# Thoughts About Tables



## speedre9 (Oct 7, 2016)

My machine has a three inch max depth of cut. I have some thoughts about the Z axis carriage and how the spindle motor is mounted to it. Theory, if the top of my table is at max depth, three inches from the Z axis  carriage then the max depth is reduced by the thickness of the spoil board, correct?, does this make sense so far. Then if any of this is true then I should mount my permanent table surface at three inches plus whatever thickness I choose to use as a spoil board. Making the thickness of the spoil board my default thickness. Any comments, I have pondered this for a long time now. Is it rational????


----------



## T Bredehoft (Oct 7, 2016)

I don't know what mill you have, but my head is movable, (given that I remember to lock it after I do move it) while the spindle only moves abut 1 3/4 inches. Yeah, if your head is semi-fixed, can't be moved easliy, that 's what I'd do. If you need three inches of movement, and can accommodate a piece of spoil, you still  have three inches of movement.


----------



## JimDawson (Oct 7, 2016)

I suspect we are talking about a CNC router here, since you didn't specify.  Do you only have 3 inches of travel on the Z?  If that's the case, then I would do as you described.  I would set it up so the shortest tool bit would just penetrate the spoilboard surface at maximum Z extension.


----------



## speedre9 (Oct 8, 2016)

Once again, I didn't add enough info. The machine I have is a K2CNC 2514 Gantry Router. There is only three inches of clearance between the gantry assembly and the table.
But I have thought it is lessened by any spoil board unless the table is mounted on a modified plane. I wish I could add photos, but.


----------



## JimDawson (Oct 8, 2016)

speedre9 said:


> But I have thought it is lessened by any spoil board unless the table is mounted on a modified plane.



That is correct.  The only way to add clearance is to make taller gantry support arms, or lower the table.  For one router I did, I just made new support arms that were 2 inches taller.  But you still may be limited by the amount of the Z travel.


----------

- Data excerpts
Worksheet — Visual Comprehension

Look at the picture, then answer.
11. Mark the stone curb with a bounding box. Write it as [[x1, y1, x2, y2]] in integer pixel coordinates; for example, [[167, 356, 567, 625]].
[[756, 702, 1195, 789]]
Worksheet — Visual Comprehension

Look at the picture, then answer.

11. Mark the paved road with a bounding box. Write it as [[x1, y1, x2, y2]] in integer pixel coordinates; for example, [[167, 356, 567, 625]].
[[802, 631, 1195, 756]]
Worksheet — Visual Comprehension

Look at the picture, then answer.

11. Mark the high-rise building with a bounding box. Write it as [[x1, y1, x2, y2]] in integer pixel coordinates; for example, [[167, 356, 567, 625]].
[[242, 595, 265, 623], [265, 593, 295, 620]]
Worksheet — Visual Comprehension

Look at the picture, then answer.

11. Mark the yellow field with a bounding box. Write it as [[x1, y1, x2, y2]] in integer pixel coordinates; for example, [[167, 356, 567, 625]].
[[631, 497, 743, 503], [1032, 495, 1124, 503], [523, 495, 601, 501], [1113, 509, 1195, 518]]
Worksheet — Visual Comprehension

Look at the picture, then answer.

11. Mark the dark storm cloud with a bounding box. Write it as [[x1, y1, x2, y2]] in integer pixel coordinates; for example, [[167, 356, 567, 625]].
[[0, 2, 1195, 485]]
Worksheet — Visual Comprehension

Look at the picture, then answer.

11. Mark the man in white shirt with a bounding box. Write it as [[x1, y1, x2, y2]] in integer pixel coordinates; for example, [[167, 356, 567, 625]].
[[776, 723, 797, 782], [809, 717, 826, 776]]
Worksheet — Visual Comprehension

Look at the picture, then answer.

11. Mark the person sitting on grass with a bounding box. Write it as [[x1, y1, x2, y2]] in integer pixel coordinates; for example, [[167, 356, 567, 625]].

- Given request 1
Transcribe the spoil board thread from "Once again, I" up to and including "add photos, but.".
- Given request 2
Rewrite the rows from the start up to and including the line with "[[756, 702, 1195, 789]]", replacing "stone curb" with "concrete curb" and leaving all else unchanged; give only those lines.
The spoil board thread and the rows were taken from separate, unrelated sources.

- Written solution 1
Once again, I didn't add enough info. The machine I have is a K2CNC 2514 Gantry Router. There is only three inches of clearance between the gantry assembly and the table.
But I have thought it is lessened by any spoil board unless the table is mounted on a modified plane. I wish I could add photos, but.

- Written solution 2
Worksheet — Visual Comprehension

Look at the picture, then answer.
11. Mark the concrete curb with a bounding box. Write it as [[x1, y1, x2, y2]] in integer pixel coordinates; for example, [[167, 356, 567, 625]].
[[756, 702, 1195, 789]]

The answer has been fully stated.